- Document excerpt:
%%

Doctors: Good nutrition '1st line of defence' against cold, flu

Ingy Deif, Wednesday 4 Jan 2012

A healthy diet is your best defence against the germs that cause cold and flu in the winter season, say nutrition experts


When seasonal flu seems to be around every corner, indulging in carbohydrates and sugary stuff is one of the worst things we could possibly do. With winter now in full swing, people should, more than ever, make an effort to eat right, say nutrition experts.

"Garlic and its main component, allicin, represent an incomparable defence, especially in winter,” said Fawzi El-Shobaki, professor of nutrition at the National Research Institute. "Garlic, if eaten fresh, boosts the immunity system in several ways, mainly by increasing production of the white blood cells that combat infections and germs.”

Citrus fruits, meanwhile, represent a rich source of Vitamin P, or flavonoids, and Vitamin C, the recommended daily dose of which is 60 mg. Needles to say, fresh fruits and vegetables are far better than supplements in terms of their nutritional value and medical efficacy.

%%

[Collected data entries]
%%

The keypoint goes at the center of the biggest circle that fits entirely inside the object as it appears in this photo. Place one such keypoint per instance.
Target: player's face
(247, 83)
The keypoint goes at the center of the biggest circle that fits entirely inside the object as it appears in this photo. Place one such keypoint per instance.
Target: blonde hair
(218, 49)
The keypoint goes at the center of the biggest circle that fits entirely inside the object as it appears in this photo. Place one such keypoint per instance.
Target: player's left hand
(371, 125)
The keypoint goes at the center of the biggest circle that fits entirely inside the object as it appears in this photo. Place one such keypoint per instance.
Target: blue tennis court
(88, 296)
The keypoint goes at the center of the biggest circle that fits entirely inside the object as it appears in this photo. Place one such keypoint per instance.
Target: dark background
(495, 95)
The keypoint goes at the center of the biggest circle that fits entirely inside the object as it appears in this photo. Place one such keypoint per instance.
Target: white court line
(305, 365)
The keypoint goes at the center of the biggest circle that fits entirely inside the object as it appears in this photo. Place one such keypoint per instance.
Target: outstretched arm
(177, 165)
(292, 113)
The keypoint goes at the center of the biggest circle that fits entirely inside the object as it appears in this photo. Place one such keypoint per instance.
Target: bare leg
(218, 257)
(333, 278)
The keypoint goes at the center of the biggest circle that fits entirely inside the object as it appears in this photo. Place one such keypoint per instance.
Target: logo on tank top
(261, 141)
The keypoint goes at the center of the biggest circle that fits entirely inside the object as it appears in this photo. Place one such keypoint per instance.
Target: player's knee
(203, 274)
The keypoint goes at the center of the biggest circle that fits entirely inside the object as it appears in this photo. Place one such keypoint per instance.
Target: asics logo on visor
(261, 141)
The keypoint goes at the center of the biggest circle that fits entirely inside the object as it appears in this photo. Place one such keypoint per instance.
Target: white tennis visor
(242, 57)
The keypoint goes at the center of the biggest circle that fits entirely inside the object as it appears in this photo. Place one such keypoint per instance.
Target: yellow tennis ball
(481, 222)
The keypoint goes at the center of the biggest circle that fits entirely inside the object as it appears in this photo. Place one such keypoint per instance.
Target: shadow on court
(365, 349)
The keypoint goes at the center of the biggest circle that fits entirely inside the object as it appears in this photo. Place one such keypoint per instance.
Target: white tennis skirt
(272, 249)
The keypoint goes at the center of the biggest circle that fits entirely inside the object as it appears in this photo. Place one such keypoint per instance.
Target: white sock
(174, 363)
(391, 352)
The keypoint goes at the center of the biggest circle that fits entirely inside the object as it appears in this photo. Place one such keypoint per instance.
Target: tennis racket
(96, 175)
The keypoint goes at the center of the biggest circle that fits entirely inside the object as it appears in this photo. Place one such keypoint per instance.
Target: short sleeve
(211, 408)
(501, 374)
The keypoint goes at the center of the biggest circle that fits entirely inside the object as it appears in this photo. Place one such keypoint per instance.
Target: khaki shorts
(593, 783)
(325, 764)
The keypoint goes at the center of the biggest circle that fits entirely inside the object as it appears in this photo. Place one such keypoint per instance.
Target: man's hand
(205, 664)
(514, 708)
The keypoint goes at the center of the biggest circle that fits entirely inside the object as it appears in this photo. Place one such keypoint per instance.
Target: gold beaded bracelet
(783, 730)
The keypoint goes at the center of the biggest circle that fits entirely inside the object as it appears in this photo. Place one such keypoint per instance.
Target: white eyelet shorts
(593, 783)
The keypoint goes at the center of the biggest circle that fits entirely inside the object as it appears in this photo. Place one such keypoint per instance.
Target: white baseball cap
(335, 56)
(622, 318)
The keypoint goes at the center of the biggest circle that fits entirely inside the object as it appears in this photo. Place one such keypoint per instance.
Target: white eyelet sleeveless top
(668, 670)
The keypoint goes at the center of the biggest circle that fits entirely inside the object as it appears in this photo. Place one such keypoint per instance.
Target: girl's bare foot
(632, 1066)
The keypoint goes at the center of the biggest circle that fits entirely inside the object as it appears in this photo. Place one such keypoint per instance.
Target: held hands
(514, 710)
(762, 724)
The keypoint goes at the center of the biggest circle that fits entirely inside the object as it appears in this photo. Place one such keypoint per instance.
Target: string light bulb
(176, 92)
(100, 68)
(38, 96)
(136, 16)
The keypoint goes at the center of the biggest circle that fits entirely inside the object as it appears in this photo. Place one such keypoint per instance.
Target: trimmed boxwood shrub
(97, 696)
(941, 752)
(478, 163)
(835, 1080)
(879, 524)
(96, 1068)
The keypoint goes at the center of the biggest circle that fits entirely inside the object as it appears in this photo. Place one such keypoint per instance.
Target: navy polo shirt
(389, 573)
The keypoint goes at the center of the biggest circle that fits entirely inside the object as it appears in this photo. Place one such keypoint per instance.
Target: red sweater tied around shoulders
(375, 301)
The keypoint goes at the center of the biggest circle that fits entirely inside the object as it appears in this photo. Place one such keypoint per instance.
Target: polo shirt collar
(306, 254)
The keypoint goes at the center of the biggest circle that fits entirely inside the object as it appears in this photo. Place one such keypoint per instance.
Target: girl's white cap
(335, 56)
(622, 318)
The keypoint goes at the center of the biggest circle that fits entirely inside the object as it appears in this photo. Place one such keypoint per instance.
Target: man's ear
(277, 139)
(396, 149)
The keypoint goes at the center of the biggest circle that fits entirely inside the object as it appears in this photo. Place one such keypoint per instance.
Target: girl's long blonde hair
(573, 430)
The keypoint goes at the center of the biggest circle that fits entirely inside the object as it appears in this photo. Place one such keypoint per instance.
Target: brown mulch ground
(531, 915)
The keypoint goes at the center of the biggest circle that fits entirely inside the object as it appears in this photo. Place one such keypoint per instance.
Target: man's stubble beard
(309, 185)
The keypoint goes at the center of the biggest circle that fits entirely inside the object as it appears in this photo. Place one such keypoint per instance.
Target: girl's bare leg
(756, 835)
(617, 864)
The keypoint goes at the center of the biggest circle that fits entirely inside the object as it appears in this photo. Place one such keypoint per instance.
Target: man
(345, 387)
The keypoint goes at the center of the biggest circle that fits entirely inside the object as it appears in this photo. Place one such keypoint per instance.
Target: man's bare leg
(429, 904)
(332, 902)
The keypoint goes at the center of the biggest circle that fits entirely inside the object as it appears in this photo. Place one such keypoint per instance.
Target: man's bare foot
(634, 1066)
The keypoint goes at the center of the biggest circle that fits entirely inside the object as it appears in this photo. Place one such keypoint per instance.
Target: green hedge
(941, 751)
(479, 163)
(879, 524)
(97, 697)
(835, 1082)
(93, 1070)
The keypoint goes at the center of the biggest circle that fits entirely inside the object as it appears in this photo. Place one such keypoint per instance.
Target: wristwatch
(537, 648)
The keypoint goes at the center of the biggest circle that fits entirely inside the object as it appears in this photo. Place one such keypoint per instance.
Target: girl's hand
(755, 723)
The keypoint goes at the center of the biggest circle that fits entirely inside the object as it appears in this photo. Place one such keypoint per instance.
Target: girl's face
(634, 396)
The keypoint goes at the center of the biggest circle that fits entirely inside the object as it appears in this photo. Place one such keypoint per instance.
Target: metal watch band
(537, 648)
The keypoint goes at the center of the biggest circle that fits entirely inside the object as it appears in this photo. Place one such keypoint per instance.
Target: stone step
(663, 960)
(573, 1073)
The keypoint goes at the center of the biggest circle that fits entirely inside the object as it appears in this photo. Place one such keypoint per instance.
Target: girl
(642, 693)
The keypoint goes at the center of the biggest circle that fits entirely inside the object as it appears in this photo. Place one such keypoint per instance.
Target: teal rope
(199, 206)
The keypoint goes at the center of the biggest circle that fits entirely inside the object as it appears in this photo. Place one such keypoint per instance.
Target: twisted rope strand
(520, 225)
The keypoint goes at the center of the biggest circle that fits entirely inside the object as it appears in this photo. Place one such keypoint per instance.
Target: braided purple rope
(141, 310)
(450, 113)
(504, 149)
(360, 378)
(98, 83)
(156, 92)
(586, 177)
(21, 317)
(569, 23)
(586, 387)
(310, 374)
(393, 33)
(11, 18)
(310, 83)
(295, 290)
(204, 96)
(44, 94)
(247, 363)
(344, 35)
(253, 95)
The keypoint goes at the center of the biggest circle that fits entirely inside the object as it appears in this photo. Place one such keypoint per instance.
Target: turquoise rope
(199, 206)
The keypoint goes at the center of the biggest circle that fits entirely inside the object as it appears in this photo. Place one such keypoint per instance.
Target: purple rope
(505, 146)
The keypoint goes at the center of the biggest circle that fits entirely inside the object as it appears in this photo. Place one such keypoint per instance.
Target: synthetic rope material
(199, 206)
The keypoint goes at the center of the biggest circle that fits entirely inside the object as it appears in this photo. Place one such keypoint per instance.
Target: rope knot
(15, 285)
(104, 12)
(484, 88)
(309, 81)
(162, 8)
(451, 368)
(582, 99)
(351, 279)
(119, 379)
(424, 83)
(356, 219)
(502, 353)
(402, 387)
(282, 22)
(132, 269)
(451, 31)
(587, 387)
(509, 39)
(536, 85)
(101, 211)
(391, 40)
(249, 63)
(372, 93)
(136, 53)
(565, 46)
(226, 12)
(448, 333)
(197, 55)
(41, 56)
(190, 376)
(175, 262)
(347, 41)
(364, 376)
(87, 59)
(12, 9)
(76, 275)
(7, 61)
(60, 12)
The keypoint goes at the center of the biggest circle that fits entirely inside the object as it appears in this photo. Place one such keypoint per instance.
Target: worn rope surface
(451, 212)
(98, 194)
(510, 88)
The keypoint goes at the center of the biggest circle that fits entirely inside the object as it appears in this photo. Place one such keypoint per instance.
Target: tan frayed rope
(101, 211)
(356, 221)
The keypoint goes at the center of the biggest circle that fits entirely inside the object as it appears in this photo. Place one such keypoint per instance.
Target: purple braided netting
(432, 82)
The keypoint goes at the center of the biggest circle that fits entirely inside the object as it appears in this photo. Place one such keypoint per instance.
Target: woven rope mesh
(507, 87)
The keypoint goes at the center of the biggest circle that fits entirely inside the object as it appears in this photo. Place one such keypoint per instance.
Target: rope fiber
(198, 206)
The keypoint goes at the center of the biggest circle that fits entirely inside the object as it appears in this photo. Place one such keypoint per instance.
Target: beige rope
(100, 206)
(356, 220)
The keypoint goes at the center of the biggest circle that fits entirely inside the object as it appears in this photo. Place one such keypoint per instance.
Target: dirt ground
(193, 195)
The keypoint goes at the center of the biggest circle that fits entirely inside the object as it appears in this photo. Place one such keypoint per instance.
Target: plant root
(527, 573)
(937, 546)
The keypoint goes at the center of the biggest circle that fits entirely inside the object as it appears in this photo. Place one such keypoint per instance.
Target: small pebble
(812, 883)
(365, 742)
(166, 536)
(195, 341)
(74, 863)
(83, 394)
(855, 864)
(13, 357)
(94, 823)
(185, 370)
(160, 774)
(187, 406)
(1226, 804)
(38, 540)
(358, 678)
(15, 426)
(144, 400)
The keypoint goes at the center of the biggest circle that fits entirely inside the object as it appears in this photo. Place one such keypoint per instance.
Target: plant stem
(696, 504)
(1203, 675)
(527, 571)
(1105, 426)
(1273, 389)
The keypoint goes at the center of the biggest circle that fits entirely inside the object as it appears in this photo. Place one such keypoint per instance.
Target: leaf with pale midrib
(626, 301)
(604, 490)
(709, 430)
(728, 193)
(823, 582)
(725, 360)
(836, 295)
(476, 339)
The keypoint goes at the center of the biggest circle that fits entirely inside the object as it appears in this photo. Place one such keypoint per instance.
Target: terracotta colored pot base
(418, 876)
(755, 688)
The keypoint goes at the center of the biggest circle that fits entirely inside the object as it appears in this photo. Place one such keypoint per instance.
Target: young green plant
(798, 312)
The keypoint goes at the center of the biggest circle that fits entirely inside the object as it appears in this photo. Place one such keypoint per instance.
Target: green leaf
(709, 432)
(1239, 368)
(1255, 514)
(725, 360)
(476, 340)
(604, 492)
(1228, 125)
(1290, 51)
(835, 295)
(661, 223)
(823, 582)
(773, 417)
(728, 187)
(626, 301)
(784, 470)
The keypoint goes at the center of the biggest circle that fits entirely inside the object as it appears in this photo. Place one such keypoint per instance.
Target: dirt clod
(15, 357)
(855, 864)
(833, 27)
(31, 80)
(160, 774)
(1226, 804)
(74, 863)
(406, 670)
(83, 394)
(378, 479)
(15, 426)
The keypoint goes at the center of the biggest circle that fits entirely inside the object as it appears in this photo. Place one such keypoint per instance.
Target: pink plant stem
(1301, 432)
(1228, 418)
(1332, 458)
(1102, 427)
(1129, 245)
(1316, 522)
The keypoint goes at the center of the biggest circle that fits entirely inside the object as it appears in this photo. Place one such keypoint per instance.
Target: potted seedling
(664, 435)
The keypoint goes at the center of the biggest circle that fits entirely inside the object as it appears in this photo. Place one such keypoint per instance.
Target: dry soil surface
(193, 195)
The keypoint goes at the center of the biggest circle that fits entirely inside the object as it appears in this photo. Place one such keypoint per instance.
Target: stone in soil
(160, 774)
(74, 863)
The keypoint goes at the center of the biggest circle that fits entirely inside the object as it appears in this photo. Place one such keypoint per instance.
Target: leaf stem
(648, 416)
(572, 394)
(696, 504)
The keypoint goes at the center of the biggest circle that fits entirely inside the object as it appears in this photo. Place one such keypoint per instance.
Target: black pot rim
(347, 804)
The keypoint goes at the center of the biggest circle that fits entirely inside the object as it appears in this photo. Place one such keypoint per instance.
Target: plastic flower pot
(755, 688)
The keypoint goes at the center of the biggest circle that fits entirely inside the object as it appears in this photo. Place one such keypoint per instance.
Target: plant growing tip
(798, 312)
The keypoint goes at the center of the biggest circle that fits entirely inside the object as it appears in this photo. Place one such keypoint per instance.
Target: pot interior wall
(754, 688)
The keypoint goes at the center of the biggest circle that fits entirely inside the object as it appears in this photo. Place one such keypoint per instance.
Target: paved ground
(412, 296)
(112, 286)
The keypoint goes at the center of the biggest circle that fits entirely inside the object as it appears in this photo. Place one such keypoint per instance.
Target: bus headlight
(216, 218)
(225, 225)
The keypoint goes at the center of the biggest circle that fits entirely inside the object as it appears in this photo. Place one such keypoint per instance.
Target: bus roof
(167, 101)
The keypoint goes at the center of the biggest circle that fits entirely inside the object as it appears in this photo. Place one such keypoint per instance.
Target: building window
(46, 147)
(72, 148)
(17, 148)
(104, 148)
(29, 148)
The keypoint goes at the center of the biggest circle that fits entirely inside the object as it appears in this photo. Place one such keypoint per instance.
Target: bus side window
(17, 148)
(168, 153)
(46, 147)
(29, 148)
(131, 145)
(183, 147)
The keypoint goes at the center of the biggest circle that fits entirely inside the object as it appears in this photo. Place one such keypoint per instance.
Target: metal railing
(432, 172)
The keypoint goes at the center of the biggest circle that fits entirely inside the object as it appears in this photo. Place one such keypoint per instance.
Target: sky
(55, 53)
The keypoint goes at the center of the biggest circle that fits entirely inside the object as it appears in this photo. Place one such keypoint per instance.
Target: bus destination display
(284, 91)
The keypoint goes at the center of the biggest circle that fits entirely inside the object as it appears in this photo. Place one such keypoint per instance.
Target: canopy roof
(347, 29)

%%

- Task description: Resume the article on nutrition as a defense against cold and flu, starting right after its last sentence.

- Exercise output:
Various sources of Vitamin E, a potent antioxidant, are also highly recommended, such as pumpkins, potatoes, squash and parsnips. Seasonal nuts – such as chestnuts, almonds, hazelnuts and walnuts – are also an excellent source of Vitamin E.

According to El-Shobaki, it is also important to consume food containing omega-3 fatty acids – also known for combating infections – at least twice a week. Good sources of omega-3 include walnuts, salmon, tuna, mackerel and olive oil.

One should also pay special attention to food containing Zinc, which also combats infections and flu by increasing production of white blood cells. Zinc is found in pumpkins, dairy products, beef, sweet corn and turkey.

El-Shobaki also urges people to make an effort to eat more wholegrain wheat and brown rice. These complex carbohydrates contain selenium, which serves to bolster the immune system and raise the effectiveness of natural killer cells.

Abdel Hadi Mesbah, immunology professor and fellow at the American Academy of Immunology, for his part, emphasizes the supreme importance of antioxidants in combating the free radicals that swarm throughout our body and cause various health problems.

"Theses free radicals soar with increased consumption of fats and exposure to radiation or toxic chemicals,” he said. “Then they attack DNA in the cell, which causes various problems.”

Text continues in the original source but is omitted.